▸ **ЗАДАНИЕ**
Во фрагменте о советской философии автор называет казуистикой возражение «те, кого я имею в виду, - не советские философы». Объясните в одном–трех предложениях, почему он так считает.

▸ **ФРАГМЕНТ ИСТОЧНИКА**
****************

Другое дело, что за рассуждением Гараджи скрываются вопросы, которые затрагиваются им только вскользь. А они действительно имеют самое прямое отношение к вопросу о том, являются ли уже известные формы производства и трансляции философии оправданными и социально приемлемыми. Эти вопросы связаны, прежде всего, с трансформацией советской философии, которую автор рассматриваемых текстов однозначно интерпретирует в качестве «служанки» официальной идеологии. Не питая никаких иллюзий относительно фактического состава основного «корпуса» советской философии, не могу не признать того, что те общие принципы философской работы, которые в самых разных и постоянно рефлексируемых формах обнаружимы во всевозможных декларациях философии (от гераклитовского отрицания наличия ума у собственно «основателей» философии до «Рассуждения о методе» Декарта и «Манифеста философии» А. Бадью), были, пусть и ущербно, реализованы в определенном «фрагменте» этого корпуса. То есть внутри советской философии сохранялось некое наивное и непонятное сейчас «философское желание», которое сумело – в отдельных случаях – выработать инструменты работы с той «социальной критикой» самой возможности философии, которая ни для кого не была тайной. Как ни странно, многие советские философы, пусть они и работали в режиме «вечного введения в философию», имели возможность не принимать социальную действительность (которая тогда могла казаться по-настоящему неизменной и неприступной) слишком «всерьез». Другими словами, советские философы выгодно отличались уже тем, что они не были «предельно просвещены» именно в своей «вынужденной», идеологически-обязательной, просвещенности – в этом смысле я в другом тексте касался проблемы интерпретации лакановского императива «dont't give up on your desire», применимого к обсуждению «существа философии». Конечно, легко сказать, что те, кого я имею в виду, - не советские философы, но это уже казуистика, поскольку речь идет именно о существовании философии внутри философских институций, которые к любым претензиям на «философию как таковую» относятся с большим подозрением. Это как раз и есть вопрос «силы» и «торжества молодости», о которых пишет Гараджа.

****************

▸ **СТРОКИ ДАННЫХ**
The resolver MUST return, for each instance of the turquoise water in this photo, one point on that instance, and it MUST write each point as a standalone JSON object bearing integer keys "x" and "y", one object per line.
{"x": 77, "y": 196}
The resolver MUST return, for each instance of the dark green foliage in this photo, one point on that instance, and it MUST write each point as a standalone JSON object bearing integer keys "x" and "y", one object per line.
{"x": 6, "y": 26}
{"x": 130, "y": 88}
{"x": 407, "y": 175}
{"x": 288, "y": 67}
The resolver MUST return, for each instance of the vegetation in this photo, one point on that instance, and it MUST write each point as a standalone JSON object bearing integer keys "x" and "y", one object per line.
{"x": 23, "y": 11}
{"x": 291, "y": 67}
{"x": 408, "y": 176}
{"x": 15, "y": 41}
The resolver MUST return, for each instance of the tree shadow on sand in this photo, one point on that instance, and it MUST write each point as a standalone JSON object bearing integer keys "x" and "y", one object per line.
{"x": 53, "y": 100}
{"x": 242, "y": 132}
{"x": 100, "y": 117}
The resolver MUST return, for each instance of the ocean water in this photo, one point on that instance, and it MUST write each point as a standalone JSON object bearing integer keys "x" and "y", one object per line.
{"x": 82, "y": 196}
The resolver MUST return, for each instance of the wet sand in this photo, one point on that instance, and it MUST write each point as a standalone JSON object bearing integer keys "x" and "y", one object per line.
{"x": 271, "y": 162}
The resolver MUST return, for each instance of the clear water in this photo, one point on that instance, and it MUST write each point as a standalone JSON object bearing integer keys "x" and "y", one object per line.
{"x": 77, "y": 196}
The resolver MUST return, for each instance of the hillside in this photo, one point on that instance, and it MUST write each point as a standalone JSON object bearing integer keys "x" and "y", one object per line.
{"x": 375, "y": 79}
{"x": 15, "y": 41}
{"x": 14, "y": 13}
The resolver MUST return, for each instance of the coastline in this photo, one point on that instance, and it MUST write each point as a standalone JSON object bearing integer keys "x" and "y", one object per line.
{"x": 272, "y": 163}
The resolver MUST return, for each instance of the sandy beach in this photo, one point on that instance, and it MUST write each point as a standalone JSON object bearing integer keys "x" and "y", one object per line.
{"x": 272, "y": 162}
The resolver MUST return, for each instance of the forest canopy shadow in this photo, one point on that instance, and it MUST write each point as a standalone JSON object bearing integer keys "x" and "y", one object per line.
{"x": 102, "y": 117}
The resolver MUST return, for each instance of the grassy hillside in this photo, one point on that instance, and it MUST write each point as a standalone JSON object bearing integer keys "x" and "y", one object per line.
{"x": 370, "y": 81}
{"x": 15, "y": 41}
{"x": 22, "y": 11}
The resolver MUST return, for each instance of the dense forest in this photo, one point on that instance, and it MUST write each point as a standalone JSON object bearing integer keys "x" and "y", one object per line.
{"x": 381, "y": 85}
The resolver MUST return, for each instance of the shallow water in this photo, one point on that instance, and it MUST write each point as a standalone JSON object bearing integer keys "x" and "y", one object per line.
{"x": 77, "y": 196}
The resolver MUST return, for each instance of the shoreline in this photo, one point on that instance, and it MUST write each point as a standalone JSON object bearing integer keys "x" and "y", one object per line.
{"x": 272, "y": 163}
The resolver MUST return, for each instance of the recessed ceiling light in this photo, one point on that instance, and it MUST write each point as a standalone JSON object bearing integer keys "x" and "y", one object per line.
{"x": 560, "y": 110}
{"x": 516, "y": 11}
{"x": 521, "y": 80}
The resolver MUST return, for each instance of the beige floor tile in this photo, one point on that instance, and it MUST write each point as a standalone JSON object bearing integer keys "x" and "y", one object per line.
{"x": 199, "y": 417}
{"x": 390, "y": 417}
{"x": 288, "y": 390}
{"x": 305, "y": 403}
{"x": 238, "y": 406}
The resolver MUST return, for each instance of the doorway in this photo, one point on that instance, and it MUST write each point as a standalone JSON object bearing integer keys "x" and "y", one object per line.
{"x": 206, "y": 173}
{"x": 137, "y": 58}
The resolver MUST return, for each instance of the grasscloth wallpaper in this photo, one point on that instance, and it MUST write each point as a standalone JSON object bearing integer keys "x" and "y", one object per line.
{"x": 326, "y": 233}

****************

▸ **ВЫПОЛНЕННОЕ ЗАДАНИЕ**
Автор считает это возражение казуистикой, поскольку речь идет именно о существовании философии внутри философских институций. Эти институции относятся с большим подозрением к любым претензиям на «философию как таковую».